**BRIEF:**
Retype precisely the section of the data that starts at the line containing "Target: bare tree" and runs to its final line, ends included.

### DATA SHOWN ###

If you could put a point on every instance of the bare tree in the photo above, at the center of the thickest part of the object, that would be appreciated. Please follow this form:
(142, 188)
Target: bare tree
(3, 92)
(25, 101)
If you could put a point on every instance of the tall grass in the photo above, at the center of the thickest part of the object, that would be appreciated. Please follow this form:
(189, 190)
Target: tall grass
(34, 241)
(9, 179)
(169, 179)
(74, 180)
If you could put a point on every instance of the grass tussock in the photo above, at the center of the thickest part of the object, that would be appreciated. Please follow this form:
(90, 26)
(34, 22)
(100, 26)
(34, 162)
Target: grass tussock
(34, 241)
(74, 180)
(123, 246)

###

**RESPONSE TO THIS EXERCISE:**
Target: bare tree
(3, 92)
(25, 101)
If you could put a point on every instance of the tall grass in the photo above, at the center of the thickest part of the object, that would be appreciated. Please follow this form:
(189, 190)
Target: tall grass
(34, 241)
(9, 179)
(169, 179)
(74, 180)
If you could put a point on every instance of the grass tussock in the photo above, at the center of the thickest part of the object, that would be appreciated. Please follow this form:
(90, 26)
(34, 22)
(100, 26)
(34, 162)
Target: grass tussock
(34, 241)
(74, 180)
(123, 246)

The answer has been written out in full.